■ **Blocco di testo**
============

La storia di Lorenzo: “La racconto per chi si ostina a fare le cene con gli amici”
L’uomo ha deciso di raccontare la sua esperienza per sensibilizzare coloro che ancora “si ostinano a portare la mascherina sotto al naso e fare le cene con gli amici”.
“Sto scrivendo di getto da un letto di ospedale”, è l’inizio del messaggio. Lorenzo, infatti, il 19 ottobre si è recato al pronto soccorso oculistico dell’ospedale di Arezzo per una lesione alla cornea. “C’erano moltissimi pazienti in attesa, tutti forniti di mascherina e gel igienizzante. Ma purtroppo in qualche modo il virus, o grazie alle difese immunitarie abbassate o per il fatto che inconsciamente mi toccavo spesso l’occhio, è riuscito a passare”.
Dopo 5 giorni, mentre era in ufficio, inizia ad accusare un leggero mal di testa. Tornato a casa, il termometro arriva fino a 37.3. Scatta l’isolamento volontario, quindi il test sierologico la mattina seguente: negativo.

============

■ **Dati in esame**
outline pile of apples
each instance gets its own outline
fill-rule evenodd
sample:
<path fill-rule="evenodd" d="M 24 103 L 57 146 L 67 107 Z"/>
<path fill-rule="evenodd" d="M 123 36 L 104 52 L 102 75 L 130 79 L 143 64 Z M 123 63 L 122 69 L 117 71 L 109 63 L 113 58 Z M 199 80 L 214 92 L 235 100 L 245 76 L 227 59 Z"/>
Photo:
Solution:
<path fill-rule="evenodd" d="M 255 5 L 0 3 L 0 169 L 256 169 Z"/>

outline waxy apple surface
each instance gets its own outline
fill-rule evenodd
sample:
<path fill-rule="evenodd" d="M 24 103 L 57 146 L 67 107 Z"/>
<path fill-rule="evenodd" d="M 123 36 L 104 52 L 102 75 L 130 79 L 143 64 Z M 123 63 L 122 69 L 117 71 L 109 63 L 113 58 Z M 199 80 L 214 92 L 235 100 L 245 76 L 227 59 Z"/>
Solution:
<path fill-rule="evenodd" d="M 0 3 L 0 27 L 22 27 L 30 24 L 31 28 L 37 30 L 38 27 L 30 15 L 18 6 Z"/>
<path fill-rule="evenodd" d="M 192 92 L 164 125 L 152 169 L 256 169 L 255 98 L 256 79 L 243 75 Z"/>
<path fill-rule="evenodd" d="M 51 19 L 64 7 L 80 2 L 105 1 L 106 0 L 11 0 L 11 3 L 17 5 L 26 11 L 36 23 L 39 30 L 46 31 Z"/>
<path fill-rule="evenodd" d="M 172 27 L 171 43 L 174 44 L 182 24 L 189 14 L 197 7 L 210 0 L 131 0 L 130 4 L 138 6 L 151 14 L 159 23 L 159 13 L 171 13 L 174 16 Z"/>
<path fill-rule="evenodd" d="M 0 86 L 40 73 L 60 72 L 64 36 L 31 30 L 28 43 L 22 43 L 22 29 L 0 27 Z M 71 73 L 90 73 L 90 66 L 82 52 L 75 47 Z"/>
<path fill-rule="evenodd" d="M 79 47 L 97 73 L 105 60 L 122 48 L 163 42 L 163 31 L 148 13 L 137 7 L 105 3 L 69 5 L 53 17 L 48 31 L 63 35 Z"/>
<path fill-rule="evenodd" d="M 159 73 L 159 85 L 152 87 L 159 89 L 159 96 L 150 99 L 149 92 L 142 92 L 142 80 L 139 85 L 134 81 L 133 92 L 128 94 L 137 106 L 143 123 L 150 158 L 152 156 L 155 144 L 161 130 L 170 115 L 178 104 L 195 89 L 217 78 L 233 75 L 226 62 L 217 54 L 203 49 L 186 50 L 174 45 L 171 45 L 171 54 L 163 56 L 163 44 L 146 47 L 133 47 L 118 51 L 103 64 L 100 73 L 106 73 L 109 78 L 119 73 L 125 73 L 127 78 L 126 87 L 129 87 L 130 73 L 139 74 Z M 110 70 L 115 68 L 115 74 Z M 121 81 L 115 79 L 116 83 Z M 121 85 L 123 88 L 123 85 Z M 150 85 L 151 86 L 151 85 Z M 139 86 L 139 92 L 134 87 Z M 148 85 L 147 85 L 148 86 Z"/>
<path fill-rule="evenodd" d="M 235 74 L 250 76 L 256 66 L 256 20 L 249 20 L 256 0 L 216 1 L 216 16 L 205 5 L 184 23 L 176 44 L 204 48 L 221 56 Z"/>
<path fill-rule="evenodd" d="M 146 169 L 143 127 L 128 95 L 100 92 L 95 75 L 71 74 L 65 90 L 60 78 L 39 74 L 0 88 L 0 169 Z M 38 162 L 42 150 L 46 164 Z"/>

============

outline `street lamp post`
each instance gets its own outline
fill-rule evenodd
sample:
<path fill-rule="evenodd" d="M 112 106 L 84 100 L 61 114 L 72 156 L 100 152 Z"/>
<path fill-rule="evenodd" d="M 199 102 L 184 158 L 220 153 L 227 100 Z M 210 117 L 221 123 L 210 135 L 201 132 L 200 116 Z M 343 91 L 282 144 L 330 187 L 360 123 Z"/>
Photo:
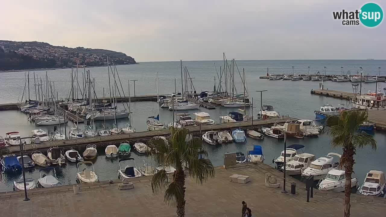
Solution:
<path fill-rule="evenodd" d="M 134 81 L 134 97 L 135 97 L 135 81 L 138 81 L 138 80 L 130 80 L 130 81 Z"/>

============

■ **Problemi da risolvere**
A - Traduci in inglese questa frase del testo sulla storia di Lorenzo: "Dopo 5 giorni, mentre era in ufficio, inizia ad accusare un leggero mal di testa."
B - Riporta fedelmente il passo del testo sulla storia di Lorenzo che comincia con "L’uomo ha deciso" e termina con "mattina seguente: negativo.".
C - Riprendi il testo sulla storia di Lorenzo e prosegui il racconto dal punto in cui si interrompe.
Per svolgere il lavoro non occorre consultare il materiale.

■ **Risposte punto per punto**
A - After 5 days, while he was at the office, he starts to experience a mild headache.

B -
L’uomo ha deciso di raccontare la sua esperienza per sensibilizzare coloro che ancora “si ostinano a portare la mascherina sotto al naso e fare le cene con gli amici”.
“Sto scrivendo di getto da un letto di ospedale”, è l’inizio del messaggio. Lorenzo, infatti, il 19 ottobre si è recato al pronto soccorso oculistico dell’ospedale di Arezzo per una lesione alla cornea. “C’erano moltissimi pazienti in attesa, tutti forniti di mascherina e gel igienizzante. Ma purtroppo in qualche modo il virus, o grazie alle difese immunitarie abbassate o per il fatto che inconsciamente mi toccavo spesso l’occhio, è riuscito a passare”.
Dopo 5 giorni, mentre era in ufficio, inizia ad accusare un leggero mal di testa. Tornato a casa, il termometro arriva fino a 37.3. Scatta l’isolamento volontario, quindi il test sierologico la mattina seguente: negativo.

C -
Rientrato, la febbre questa volta arriva a 38.5: non compare nessun altro sintomo, ma nonostante “le quattro tachipirine 1000 che prendevo al giorno” la temperatura non si abbassa.
Passati altri 3 giorni, il medico richiede un tampone: “Purtroppo – continua Lorenzo – in tutta la provincia non c’era un posto disponibile ed ho dovuto aspettare altre 24 ore. Non volendo coinvolgere nessuno della famiglia, ho preso la macchina e sono andato da solo a fare il tampone al drive-thru ma già sentivo che qualcosa era cambiato, avevo il fiato corto e cominciavo a far fatica a parlare”.
In attesa dell’esito, il saturimetro ordinato “su Amazon” evidenzia “troppo poco ossigeno con troppi battiti. Il mio medico non si sentiva tranquillo ed preferito allertare l’USCA. Purtroppo anche loro erano pieni di pazienti da visitare ed io ancora non avevo il risultato del tampone, quindi non avrebbero saputo se ricoverarmi per in un ospedale Covid o normale”.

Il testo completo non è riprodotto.